-------- Entries provided --------

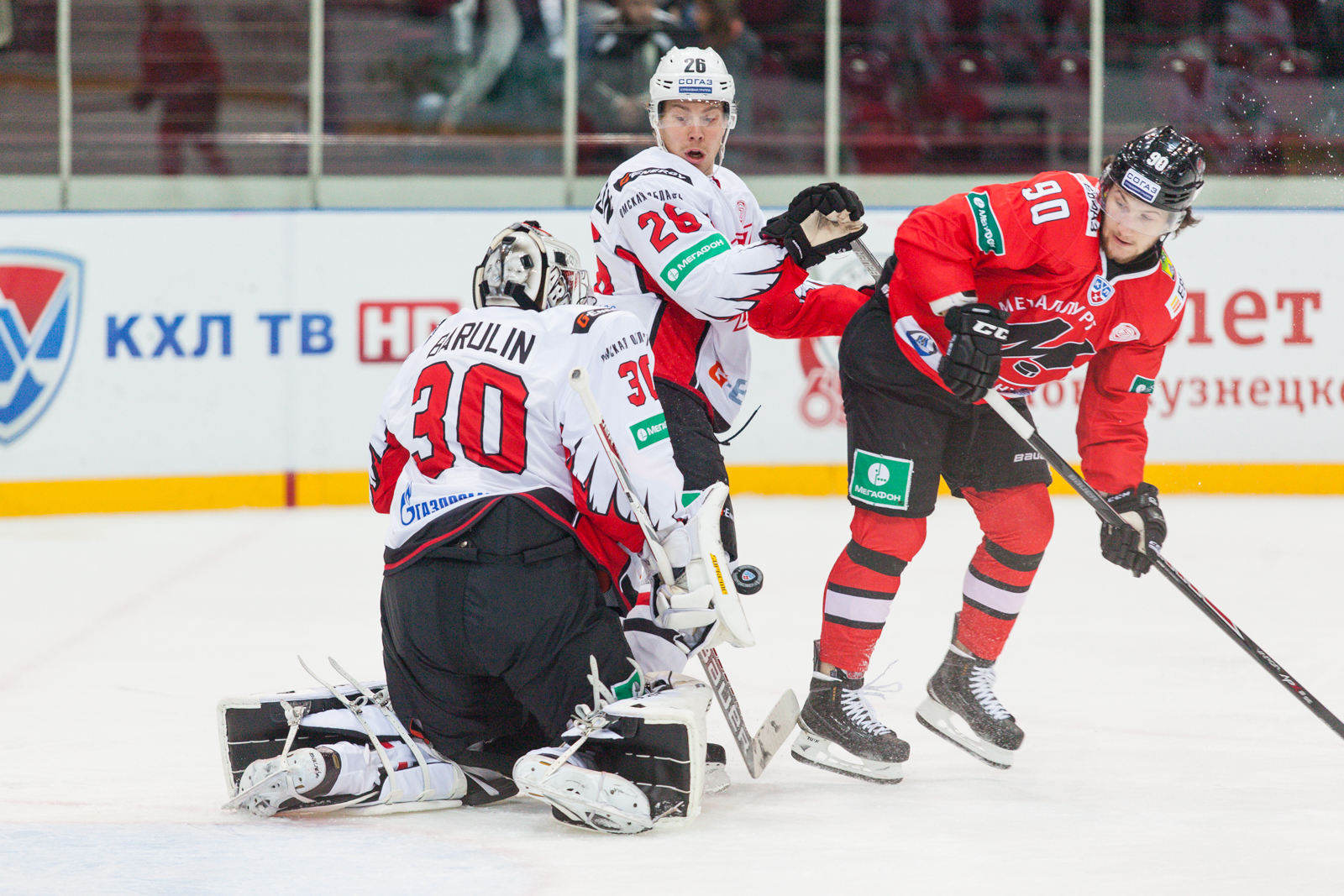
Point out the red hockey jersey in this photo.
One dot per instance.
(1032, 249)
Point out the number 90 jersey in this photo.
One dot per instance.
(1034, 250)
(483, 409)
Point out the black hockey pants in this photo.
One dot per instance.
(696, 450)
(488, 638)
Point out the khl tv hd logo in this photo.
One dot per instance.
(40, 298)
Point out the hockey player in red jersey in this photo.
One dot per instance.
(501, 618)
(683, 244)
(1007, 286)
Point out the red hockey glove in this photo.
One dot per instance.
(1129, 546)
(820, 221)
(971, 365)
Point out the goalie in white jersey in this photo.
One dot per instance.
(501, 605)
(685, 246)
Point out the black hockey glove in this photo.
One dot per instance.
(1124, 546)
(820, 221)
(971, 365)
(884, 282)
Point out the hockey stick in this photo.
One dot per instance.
(1108, 513)
(757, 750)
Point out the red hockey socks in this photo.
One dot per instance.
(1018, 524)
(864, 582)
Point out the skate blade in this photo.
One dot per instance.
(584, 797)
(815, 752)
(716, 778)
(938, 719)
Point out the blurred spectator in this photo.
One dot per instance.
(1263, 24)
(1191, 93)
(625, 43)
(515, 80)
(179, 66)
(1330, 29)
(719, 26)
(1072, 31)
(1015, 33)
(918, 31)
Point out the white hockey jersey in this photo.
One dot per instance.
(682, 251)
(483, 409)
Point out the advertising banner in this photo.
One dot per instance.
(215, 344)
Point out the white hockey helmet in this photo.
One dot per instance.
(694, 74)
(530, 269)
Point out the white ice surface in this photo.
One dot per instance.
(1159, 758)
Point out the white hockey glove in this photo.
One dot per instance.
(702, 604)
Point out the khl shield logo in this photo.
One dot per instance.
(40, 298)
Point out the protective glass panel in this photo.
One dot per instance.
(443, 87)
(1247, 80)
(953, 86)
(29, 86)
(202, 87)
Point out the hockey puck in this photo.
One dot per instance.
(748, 579)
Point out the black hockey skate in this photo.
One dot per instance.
(963, 708)
(837, 715)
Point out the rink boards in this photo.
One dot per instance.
(168, 360)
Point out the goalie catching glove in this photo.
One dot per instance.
(820, 221)
(702, 602)
(1128, 546)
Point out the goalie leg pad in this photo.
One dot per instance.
(265, 779)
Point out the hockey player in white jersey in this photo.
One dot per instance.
(683, 244)
(501, 617)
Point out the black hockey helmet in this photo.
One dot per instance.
(530, 269)
(1160, 167)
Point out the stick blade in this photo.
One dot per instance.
(774, 731)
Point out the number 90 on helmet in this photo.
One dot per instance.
(530, 269)
(1163, 168)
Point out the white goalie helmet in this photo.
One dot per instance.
(692, 74)
(530, 269)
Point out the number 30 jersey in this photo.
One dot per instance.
(483, 409)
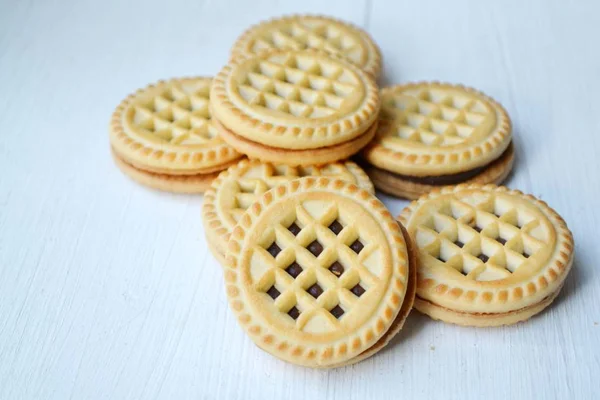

--------

— Given request —
Retype all of the material above verbatim, leaving out the pictures.

— Result —
Point out the red hockey jersey in this photo.
One dot per instance.
(1032, 249)
Point out the number 90 jersey in this photo.
One dot per instance.
(1034, 250)
(483, 409)
Point out the black hockey pants in this photo.
One dot per instance.
(696, 450)
(488, 638)
Point out the khl tv hd logo in this photo.
One dot per instance.
(40, 298)
Point out the hockey player in red jersey in this photo.
One dot per instance.
(501, 618)
(683, 244)
(1007, 286)
Point out the red hockey glove in this photo.
One dot per instance.
(1129, 546)
(820, 221)
(971, 365)
Point out the goalie in white jersey in this photo.
One dot per instance.
(501, 605)
(685, 246)
Point out the black hockey glove in this photo.
One dot per instance.
(1124, 546)
(820, 221)
(971, 365)
(884, 282)
Point out the hockey stick in this photo.
One dot per instance.
(1108, 513)
(757, 750)
Point out the red hockey socks in this photo.
One dot per instance.
(1018, 524)
(864, 582)
Point out the skate blade in this photo.
One dot per instance.
(584, 797)
(815, 752)
(716, 778)
(938, 719)
Point out the blurred spectator in this photo.
One dot per instance.
(1263, 24)
(1191, 93)
(625, 43)
(515, 80)
(179, 66)
(1330, 29)
(719, 26)
(1072, 31)
(1015, 33)
(918, 31)
Point out the white hockey jersey in this photo.
One dot per instance.
(682, 251)
(483, 409)
Point out the advertising banner in this photo.
One dot per instance.
(215, 344)
Point out the white hockey helmet in this photo.
One dot per instance.
(694, 74)
(530, 269)
Point out the white ice surface in this photo.
One dot per instance.
(1159, 758)
Point out the white hockey glove in this photo.
One dot per instance.
(702, 604)
Point out the khl shield logo in this photo.
One dot per instance.
(40, 298)
Point out the protective glass panel in this photo.
One dot per instance.
(443, 87)
(1247, 80)
(953, 86)
(29, 86)
(202, 87)
Point out the hockey puck in this photo.
One dot per instance.
(748, 579)
Point out the black hockey skate in this photo.
One dot per instance.
(963, 708)
(837, 715)
Point out the rink boards in this photo.
One dot per instance.
(168, 360)
Point out the goalie catching glove in this photo.
One dot per instance.
(820, 221)
(702, 602)
(1128, 546)
Point out the goalie leg pad in this photo.
One dot per instance.
(265, 779)
Point out the hockey player in white jersey in this photo.
One dot per instance.
(683, 244)
(501, 617)
Point out the black hockey helmet in this photo.
One dot per instance.
(530, 269)
(1160, 167)
Point out the stick blade in this photo.
One dot per instance.
(774, 731)
Point out the number 90 on helmet in this photo.
One dot per instance.
(530, 269)
(1163, 168)
Point out the white goalie helmet in this photo.
One dot per instance.
(692, 74)
(530, 269)
Point out the number 30 jersey in this photo.
One dot per instance.
(483, 409)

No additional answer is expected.